** START OF Available data **
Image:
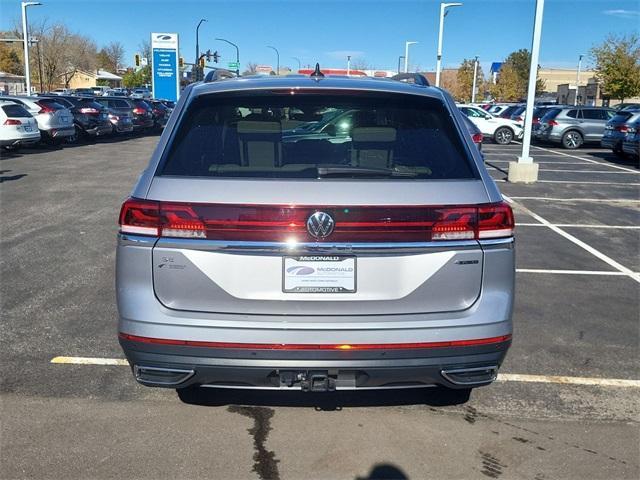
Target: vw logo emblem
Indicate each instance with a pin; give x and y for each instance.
(320, 225)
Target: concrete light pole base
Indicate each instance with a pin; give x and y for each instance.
(523, 172)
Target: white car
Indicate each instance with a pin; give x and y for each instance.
(17, 126)
(501, 130)
(55, 122)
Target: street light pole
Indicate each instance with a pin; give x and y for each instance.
** END OF Available data **
**Task brief**
Express the lines from the one containing "Target: street light pole" through the last line as a JSON list of strings, one string per line and blank lines left out.

**Solution**
[
  "Target: street light pole",
  "Indicate each instance with a pin; give x and y for each instance."
]